#### READING TEXT ####
Sunday, 26 April 2015

Rattling the cages

During the month of April I was able to temporarily remove my nose from the grindstone in NZ and take time out to visit family and friends back in the UK. Having not been there for almost ten years, there had obviously been some changes there in my absence - and my own perspective has changed.

My friends and family are a mixed bunch; millionaires and paupers. I visited families whose kids had grown up and either graduated from or were still studying at Oxbridge, those in private schools, those across the full spectrum of state schools. Families of stock market traders, those who had small businesses, those who worked as shop assistants, or secretaries, and those unable to work because of serious health issues and retirees.

Though an atheist myself, I also thought it important to remember and visit graves of friends and family who have passed on; and Banaz Mahmod who I never knew personally, but she lived close by and is buried in the Muslim section of the graveyard in SW London adjacent to my own family members.

Banaz Mahmod. 16.12.1985 - 24.01.2006. Verily we belong to Allah and unto him is our return. Q. 2:156

Muslim family members remain in thrall to the ideology when it suits them. Inheritances set according to Sharia principles are inherently unjust, and some women members of the family short-changed by the process are understandably unhappy with their lot. In one case a Muslim community leader died without leaving a written will, but apparently had a conversation with his son expressing his (not unexpected) wish to follow the Sharia. This has resulted in an acrimonious situation between the daughters and sons which escalated to a legal battle lasting years and is currently in stalemate. Yet, these same male family members seem to be flexible on the rules when it suits them. 

Other friends families have married off sons to their first cousins - with the consequent genetic risks.
####
## ACTIONS TO TAKE
1) List every full date that appears in the blog post about the visit to the UK.
2) Reproduce the part of the blog post about the visit to the UK from "Banaz Mahmod. 16.12.1985" up to and including "consequent genetic risks.".
3) Continue the blog post about the visit to the UK from where it ends.
The rows are not needed for any of the work here.
#### DATASET ####
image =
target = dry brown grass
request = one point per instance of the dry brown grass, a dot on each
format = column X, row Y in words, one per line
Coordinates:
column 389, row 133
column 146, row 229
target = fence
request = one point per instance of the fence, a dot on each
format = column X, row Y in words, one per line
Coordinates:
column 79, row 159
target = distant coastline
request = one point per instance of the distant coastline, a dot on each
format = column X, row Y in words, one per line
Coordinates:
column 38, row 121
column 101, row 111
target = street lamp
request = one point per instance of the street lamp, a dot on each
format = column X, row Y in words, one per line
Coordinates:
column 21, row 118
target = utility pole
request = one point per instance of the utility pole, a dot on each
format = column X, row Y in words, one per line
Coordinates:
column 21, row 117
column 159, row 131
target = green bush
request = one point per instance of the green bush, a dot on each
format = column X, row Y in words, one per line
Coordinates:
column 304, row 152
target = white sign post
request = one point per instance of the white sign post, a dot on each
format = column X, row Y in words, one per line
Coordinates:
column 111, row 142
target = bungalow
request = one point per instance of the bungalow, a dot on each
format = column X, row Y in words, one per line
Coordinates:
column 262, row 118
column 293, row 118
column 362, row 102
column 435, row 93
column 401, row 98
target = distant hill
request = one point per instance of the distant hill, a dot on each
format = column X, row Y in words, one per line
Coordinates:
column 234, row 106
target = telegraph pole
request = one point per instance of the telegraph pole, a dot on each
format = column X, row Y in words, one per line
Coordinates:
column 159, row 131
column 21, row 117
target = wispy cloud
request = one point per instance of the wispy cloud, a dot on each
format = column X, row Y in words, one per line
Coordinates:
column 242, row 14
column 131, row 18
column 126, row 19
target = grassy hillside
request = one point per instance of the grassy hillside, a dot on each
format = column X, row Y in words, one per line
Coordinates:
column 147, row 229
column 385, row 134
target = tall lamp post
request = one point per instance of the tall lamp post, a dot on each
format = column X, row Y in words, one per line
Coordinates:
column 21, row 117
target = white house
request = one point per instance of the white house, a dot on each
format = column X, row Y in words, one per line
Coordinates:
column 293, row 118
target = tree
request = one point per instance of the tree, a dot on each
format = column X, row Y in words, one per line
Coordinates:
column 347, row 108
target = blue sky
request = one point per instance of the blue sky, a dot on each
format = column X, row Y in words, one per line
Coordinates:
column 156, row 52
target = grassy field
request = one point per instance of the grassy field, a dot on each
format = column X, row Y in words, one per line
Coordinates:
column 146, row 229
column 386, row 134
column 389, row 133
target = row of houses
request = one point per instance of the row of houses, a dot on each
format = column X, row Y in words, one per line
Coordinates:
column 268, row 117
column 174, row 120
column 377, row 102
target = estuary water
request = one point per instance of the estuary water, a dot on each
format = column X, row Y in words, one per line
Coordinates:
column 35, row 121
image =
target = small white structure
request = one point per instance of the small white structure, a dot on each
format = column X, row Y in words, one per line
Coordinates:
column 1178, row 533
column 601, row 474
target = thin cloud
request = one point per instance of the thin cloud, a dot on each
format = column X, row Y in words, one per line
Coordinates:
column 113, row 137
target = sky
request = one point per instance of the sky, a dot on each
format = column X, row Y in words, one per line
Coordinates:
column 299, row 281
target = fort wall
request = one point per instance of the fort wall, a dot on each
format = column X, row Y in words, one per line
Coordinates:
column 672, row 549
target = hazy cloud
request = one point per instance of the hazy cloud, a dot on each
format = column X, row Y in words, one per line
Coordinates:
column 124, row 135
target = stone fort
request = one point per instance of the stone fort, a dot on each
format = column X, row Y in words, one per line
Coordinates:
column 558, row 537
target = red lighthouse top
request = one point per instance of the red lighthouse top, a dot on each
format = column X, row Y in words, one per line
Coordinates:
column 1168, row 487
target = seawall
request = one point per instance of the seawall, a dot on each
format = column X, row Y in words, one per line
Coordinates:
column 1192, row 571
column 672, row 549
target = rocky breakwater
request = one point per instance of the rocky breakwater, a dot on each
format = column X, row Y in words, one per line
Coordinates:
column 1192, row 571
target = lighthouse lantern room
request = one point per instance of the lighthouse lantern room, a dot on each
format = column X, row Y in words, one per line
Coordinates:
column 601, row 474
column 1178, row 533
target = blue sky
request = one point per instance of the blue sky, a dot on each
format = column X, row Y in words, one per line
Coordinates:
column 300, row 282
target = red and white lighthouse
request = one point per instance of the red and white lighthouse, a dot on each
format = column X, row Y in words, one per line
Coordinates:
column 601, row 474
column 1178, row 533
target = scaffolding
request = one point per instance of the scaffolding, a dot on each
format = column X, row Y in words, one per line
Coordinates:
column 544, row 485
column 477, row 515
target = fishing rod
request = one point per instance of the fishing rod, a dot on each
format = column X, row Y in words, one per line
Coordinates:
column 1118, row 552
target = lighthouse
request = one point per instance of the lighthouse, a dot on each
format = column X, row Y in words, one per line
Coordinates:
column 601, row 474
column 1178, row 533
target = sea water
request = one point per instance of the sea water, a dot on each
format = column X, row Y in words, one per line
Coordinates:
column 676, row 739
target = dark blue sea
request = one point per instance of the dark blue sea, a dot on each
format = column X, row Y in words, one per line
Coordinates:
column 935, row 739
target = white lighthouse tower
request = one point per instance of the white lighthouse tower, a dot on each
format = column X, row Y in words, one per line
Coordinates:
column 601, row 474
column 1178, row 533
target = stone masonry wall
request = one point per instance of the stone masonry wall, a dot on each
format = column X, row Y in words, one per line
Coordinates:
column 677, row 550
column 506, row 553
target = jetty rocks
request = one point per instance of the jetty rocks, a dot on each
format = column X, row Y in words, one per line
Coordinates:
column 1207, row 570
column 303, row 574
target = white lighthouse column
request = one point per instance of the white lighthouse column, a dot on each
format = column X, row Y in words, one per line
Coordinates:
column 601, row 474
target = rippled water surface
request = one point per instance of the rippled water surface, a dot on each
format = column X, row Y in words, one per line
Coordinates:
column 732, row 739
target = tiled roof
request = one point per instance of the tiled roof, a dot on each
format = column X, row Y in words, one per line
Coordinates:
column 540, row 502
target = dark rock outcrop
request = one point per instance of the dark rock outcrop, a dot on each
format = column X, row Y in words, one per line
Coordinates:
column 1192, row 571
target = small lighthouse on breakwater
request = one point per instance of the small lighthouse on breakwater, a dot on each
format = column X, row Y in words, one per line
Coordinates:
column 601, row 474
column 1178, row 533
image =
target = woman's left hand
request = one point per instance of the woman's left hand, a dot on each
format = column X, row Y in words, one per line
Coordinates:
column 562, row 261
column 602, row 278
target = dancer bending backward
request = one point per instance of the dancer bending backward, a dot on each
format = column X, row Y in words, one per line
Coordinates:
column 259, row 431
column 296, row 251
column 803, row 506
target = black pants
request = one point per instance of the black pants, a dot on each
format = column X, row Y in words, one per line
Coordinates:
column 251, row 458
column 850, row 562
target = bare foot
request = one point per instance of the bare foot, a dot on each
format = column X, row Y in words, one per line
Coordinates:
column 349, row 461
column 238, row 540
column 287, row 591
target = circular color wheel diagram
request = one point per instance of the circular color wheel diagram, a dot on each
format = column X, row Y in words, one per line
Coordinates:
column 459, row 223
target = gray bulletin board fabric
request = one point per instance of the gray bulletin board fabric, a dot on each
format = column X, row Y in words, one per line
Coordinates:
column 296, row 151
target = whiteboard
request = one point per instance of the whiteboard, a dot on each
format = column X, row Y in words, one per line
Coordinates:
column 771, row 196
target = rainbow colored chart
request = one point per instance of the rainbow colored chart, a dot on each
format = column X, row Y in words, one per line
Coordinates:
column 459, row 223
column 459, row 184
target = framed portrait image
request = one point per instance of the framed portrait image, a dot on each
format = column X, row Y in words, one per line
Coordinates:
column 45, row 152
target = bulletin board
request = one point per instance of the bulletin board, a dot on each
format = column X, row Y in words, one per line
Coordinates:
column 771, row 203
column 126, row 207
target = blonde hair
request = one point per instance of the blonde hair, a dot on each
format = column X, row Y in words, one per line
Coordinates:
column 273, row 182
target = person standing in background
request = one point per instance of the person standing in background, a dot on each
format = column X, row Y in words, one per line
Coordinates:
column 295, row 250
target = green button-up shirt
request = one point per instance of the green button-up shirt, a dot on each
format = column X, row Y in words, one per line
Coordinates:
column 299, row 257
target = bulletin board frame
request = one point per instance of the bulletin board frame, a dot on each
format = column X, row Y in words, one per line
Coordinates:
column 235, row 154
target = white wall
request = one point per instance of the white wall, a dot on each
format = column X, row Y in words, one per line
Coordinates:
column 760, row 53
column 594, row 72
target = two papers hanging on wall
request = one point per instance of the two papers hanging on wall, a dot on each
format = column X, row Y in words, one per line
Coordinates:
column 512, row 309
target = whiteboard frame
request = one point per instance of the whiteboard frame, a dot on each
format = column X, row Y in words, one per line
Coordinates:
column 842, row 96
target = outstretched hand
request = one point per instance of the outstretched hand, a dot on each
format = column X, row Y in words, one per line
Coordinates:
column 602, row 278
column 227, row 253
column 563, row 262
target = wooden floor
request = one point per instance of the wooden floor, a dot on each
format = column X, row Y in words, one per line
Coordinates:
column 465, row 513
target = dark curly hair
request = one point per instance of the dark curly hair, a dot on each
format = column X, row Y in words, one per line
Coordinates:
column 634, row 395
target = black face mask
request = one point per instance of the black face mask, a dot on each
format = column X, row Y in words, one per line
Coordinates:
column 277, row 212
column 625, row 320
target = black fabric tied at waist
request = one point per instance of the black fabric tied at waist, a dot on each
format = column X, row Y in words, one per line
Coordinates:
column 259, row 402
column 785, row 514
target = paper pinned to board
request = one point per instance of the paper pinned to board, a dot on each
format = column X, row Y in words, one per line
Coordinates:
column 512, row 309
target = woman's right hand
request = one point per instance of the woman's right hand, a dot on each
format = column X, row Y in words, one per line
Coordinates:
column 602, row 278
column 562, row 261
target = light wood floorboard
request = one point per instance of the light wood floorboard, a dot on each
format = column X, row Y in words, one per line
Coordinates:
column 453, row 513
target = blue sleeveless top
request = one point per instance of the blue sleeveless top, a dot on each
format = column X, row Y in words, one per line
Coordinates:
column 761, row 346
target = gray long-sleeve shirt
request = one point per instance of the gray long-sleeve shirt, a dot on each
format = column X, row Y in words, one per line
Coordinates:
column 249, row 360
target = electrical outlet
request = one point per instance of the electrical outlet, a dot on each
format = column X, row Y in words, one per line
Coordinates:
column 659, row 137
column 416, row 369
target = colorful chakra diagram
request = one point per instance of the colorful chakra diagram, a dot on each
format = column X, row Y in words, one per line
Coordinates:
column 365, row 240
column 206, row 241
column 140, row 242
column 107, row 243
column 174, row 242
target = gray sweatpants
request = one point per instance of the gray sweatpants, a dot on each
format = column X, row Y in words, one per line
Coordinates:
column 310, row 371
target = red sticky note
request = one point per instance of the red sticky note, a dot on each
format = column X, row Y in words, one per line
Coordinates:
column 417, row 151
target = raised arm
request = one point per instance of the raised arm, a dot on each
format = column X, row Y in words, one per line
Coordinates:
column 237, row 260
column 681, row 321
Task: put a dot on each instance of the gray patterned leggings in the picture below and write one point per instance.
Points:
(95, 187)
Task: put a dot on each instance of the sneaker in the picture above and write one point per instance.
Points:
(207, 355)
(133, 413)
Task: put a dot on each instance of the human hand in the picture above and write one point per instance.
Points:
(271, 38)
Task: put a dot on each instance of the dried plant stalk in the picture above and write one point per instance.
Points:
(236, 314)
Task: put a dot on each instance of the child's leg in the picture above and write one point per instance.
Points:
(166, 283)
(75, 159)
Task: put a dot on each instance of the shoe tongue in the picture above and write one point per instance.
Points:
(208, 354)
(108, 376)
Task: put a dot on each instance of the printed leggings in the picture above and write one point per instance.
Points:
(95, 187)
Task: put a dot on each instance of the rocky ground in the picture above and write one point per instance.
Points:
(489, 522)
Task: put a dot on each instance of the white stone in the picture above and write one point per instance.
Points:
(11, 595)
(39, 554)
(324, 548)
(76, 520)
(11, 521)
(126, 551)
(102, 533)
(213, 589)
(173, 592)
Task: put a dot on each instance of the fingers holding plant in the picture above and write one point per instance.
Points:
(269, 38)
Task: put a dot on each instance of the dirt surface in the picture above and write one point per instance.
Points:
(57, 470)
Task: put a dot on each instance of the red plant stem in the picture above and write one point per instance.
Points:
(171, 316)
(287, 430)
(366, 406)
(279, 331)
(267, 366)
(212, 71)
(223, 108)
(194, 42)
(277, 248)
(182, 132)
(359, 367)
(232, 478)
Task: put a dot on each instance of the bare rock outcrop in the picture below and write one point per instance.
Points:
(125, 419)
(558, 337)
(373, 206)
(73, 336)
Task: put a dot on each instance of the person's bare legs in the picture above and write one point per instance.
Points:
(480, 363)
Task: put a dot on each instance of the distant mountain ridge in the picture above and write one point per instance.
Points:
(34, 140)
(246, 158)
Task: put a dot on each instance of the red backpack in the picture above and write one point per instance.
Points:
####
## TASK ANSWERS
1)
Sunday, 26 April 2015
16.12.1985
24.01.2006

2)
Banaz Mahmod. 16.12.1985 - 24.01.2006. Verily we belong to Allah and unto him is our return. Q. 2:156

Muslim family members remain in thrall to the ideology when it suits them. Inheritances set according to Sharia principles are inherently unjust, and some women members of the family short-changed by the process are understandably unhappy with their lot. In one case a Muslim community leader died without leaving a written will, but apparently had a conversation with his son expressing his (not unexpected) wish to follow the Sharia. This has resulted in an acrimonious situation between the daughters and sons which escalated to a legal battle lasting years and is currently in stalemate. Yet, these same male family members seem to be flexible on the rules when it suits them. 

Other friends families have married off sons to their first cousins - with the consequent genetic risks.

3)
In the same interval, another family friend died from what may be substance abuse or an overdose. The truth is hard to extract from the remaining relatives. What is clear is that he was a mixed up kid who had gone off the rails and was unable to talk about his situation openly with his family. Why? Generational differences; cultural issues; an inability of the older generation to comprehend new situations or move away from the simplistic absolutes they see as enshrined in the Quran, Hadith and Sharia.

Several family and friends (young and old) are dependent on external electronic devices for life support. These physical 'cages' allow them to continue living, but restrict their ability to move around as they would wish.

Others are suffering the evident ill effects of deep childhood religious indoctrination and/or abuse (emotional/physical). This has a had a deep effect on their ability to live normal lives; working and having normal relationships.

Some Christian family members are wracked by guilt over their 'original sin' and seek absolution daily while refusing to acknowledge their mental health issues and continuing to damage those around them. 

Moderate Muslims (even the children) are feeling that they have become classified as extremists, under suspicion and under surveillance. And in a sense they are extremists - all of them; the Muslims and the Christians. They both have firm beliefs in things that are quite irrational, with little or no evidence. They are emotionally bound up in this so that reason becomes an anathema; a tool to be co-opted and twisted to ends that must be served.

The tragic thing is that none of them can see it; their cage; their symbolic universe (as per Berger and Luckmann). None of them is willing to push the boundaries or study any document that might not align with their world view.

On top of all this, the London area now seems to have every inch observed by security cameras, speed cameras, traffic light cameras, bus lane cameras, road toll cameras, supermarket car park cameras; plus congestion zones and low emission zones. So traffic volumes, speed cameras, speed bumps and potholes conspire to make every journey by car a fairly unpleasant experience. The feeling engendered is one of an oppressive big-brother.

Image result for london speed cameras
Speed camera

Overall I came away from the UK with very mixed feelings; a thankfulness for my own health and (self) education and the ability to work and to think; and a sorrow that so many of my friends and relations are imprisoned by mental or physical restrictions or cages.
So in many ways, despite its shortcomings, I'm glad to return and escape to Aotearoa and its relative freedoms again.